Task details:
In the rows below, change every occurrence of "pixel coordinates" to "image coordinates" and reproduce the rows with all other text unchanged.

Dataset rows:
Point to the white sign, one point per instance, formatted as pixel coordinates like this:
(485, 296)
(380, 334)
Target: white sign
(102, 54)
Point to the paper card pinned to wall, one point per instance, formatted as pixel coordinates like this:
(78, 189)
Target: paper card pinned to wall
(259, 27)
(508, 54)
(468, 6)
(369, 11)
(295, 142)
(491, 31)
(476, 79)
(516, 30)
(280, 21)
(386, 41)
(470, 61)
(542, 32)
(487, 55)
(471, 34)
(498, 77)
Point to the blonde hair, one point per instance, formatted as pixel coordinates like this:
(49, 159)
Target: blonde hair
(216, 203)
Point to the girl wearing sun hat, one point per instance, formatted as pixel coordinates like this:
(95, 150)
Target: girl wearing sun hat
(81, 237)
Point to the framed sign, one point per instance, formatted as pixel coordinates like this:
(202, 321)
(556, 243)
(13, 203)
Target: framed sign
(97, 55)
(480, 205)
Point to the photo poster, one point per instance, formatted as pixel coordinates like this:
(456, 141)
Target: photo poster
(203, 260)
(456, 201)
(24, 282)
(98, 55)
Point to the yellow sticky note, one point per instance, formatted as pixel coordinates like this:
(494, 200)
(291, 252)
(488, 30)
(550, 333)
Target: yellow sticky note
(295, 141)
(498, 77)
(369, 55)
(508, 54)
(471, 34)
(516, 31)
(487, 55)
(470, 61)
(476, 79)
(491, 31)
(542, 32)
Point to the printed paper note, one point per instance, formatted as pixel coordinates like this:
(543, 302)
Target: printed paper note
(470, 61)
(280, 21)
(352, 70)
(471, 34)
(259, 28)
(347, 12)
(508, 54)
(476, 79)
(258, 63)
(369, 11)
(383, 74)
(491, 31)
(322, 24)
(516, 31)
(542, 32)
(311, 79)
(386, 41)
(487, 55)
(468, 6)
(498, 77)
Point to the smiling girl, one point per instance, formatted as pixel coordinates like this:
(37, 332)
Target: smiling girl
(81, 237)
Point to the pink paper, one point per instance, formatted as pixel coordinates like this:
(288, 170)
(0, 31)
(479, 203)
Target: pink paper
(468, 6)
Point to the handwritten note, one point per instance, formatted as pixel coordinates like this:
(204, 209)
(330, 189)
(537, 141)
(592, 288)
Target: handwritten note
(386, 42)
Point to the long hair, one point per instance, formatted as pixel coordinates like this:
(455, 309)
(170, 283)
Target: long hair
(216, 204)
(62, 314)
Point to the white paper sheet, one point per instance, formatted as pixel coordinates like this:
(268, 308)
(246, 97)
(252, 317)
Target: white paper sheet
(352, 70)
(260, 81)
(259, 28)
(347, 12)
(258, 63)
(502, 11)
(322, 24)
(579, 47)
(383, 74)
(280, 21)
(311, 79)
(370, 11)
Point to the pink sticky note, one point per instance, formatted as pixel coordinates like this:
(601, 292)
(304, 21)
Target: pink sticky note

Problem solution:
Point to the white sign, one point per instance, formatted as image coordinates like this:
(485, 296)
(380, 334)
Target: white sign
(102, 54)
Point to the paper card pinned to wall, one point per instance, formatted as image coordinates like this:
(78, 189)
Target: paper card pinned to wall
(259, 27)
(508, 54)
(468, 6)
(369, 11)
(295, 142)
(491, 31)
(476, 79)
(516, 30)
(280, 21)
(386, 41)
(470, 61)
(542, 32)
(487, 55)
(471, 34)
(498, 77)
Point to the blonde hair, one point per instance, formatted as image coordinates like this:
(49, 159)
Target: blonde hair
(216, 203)
Point to the girl wearing sun hat, one point per instance, formatted as image coordinates like this:
(95, 150)
Target: girl wearing sun hat
(81, 237)
Point to the framed sign, one point per instance, formatted as image coordinates like this:
(202, 321)
(556, 243)
(13, 203)
Target: framed sign
(97, 55)
(480, 205)
Point to the photo poster, one point per instance, formatted as image coordinates like this:
(456, 141)
Target: photo poster
(203, 260)
(456, 201)
(24, 282)
(98, 55)
Point to the yellow sticky note, one point per instance, formatted as image coordinates like this:
(494, 200)
(291, 252)
(488, 30)
(550, 333)
Target: yellow sticky note
(295, 141)
(498, 77)
(369, 55)
(508, 54)
(471, 34)
(516, 31)
(487, 55)
(470, 61)
(476, 79)
(491, 31)
(542, 32)
Point to the printed paper note, one point per instance, formatted as image coordinates like this:
(543, 302)
Target: printed paper note
(470, 61)
(280, 21)
(352, 70)
(471, 34)
(259, 28)
(347, 12)
(508, 54)
(476, 79)
(258, 63)
(369, 11)
(383, 74)
(491, 31)
(322, 24)
(516, 31)
(542, 32)
(311, 79)
(386, 41)
(487, 55)
(468, 6)
(498, 77)
Point to the smiling girl, one point per instance, formatted as image coordinates like this:
(37, 332)
Target: smiling girl
(81, 237)
Point to the pink paper, one point per instance, formatted as image coordinates like this:
(288, 170)
(0, 31)
(479, 203)
Target: pink paper
(468, 6)
Point to the handwritten note, one point per instance, formatted as image coordinates like this:
(204, 209)
(330, 189)
(537, 141)
(592, 288)
Target: handwritten note
(386, 42)
Point to the long hair, one point per instance, formatted as image coordinates like this:
(455, 309)
(170, 283)
Target: long hair
(216, 204)
(62, 314)
Point to the white paper sheet, one point per instance, formatted as image coordinates like this:
(268, 308)
(246, 97)
(252, 317)
Target: white paper sheet
(352, 70)
(260, 81)
(259, 28)
(347, 12)
(258, 63)
(502, 11)
(322, 24)
(579, 47)
(383, 74)
(280, 21)
(311, 79)
(370, 11)
Point to the pink sticky note, one point per instance, formatted as image coordinates like this:
(601, 292)
(304, 21)
Target: pink sticky note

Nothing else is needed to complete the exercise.